* _TASK ITEM_:
Pull every line holding the string "vent" from the records below.

* _THE DATA_:
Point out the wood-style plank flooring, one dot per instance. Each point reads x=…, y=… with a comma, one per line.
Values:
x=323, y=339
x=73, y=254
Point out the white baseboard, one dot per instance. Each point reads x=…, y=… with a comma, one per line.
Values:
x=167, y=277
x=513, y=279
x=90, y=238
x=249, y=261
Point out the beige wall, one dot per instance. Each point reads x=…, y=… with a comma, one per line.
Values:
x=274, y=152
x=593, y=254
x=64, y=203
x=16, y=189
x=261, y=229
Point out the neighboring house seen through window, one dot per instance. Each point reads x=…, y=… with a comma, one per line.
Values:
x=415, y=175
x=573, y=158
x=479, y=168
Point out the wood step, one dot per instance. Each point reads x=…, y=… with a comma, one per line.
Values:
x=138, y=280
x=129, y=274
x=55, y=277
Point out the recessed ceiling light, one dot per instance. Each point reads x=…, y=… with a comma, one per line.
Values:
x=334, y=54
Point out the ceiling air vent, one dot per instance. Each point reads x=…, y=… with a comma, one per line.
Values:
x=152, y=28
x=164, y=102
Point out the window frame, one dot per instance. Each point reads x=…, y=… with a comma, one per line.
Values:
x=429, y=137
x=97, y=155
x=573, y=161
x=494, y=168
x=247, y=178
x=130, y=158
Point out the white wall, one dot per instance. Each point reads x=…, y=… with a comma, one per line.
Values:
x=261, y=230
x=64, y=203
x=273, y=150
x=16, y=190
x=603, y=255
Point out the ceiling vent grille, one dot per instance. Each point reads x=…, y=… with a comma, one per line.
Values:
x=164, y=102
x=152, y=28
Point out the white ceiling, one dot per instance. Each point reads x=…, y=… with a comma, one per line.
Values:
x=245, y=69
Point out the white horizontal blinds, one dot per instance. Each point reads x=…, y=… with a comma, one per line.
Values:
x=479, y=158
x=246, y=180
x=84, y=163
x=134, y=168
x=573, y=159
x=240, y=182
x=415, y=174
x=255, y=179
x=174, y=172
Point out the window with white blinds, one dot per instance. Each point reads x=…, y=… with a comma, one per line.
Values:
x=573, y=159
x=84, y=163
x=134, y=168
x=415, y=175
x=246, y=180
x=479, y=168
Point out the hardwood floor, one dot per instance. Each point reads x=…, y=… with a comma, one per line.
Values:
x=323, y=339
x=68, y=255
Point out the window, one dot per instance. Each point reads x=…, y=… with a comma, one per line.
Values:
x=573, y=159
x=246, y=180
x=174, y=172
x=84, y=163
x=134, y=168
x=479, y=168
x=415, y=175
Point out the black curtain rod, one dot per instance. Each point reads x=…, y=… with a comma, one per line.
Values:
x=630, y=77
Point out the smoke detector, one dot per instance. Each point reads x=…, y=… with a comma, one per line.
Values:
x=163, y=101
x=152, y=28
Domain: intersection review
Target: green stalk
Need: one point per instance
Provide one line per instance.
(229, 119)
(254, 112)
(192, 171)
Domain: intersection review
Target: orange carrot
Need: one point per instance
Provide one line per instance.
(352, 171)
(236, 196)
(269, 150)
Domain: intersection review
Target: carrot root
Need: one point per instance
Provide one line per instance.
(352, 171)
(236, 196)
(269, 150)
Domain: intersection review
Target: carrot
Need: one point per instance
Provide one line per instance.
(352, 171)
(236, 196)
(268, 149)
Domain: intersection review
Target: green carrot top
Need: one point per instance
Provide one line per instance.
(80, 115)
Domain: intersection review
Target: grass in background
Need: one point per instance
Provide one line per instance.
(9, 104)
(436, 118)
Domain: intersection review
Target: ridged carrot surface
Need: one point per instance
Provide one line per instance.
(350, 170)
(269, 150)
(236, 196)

* _WORKED SOLUTION_:
Point out the ceiling air vent, one dot per instance. Each point reads x=…, y=… with a comma, one per line.
Point out the ceiling vent grille, one dot per instance. Each point reads x=…, y=… with a comma, one per line.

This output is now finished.